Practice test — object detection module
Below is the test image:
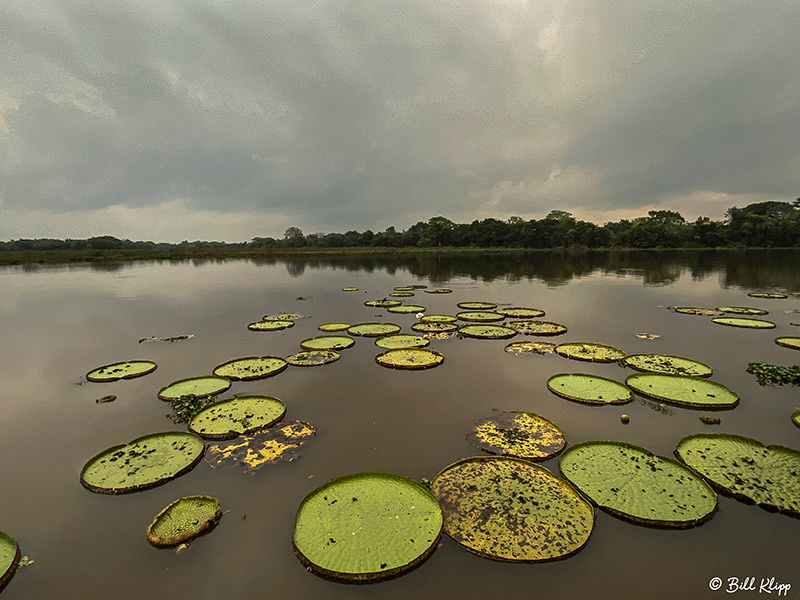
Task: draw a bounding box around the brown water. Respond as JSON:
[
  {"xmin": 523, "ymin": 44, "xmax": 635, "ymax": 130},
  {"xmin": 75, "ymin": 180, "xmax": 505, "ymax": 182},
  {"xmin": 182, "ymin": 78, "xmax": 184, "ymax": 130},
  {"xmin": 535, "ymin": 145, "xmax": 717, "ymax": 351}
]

◇ ◇ ◇ ◇ ◇

## [Task requirements]
Update the item above by replacing "brown water" with "muddy river", keeping everything else unchanged. Leave the picture out of your answer.

## [Response to this exercise]
Practice test — object detection module
Below is the test image:
Task: draw a bounding box around the muddy river. Respond as JSON:
[
  {"xmin": 523, "ymin": 44, "xmax": 635, "ymax": 130},
  {"xmin": 75, "ymin": 180, "xmax": 505, "ymax": 182},
  {"xmin": 182, "ymin": 78, "xmax": 184, "ymax": 130},
  {"xmin": 535, "ymin": 145, "xmax": 717, "ymax": 351}
]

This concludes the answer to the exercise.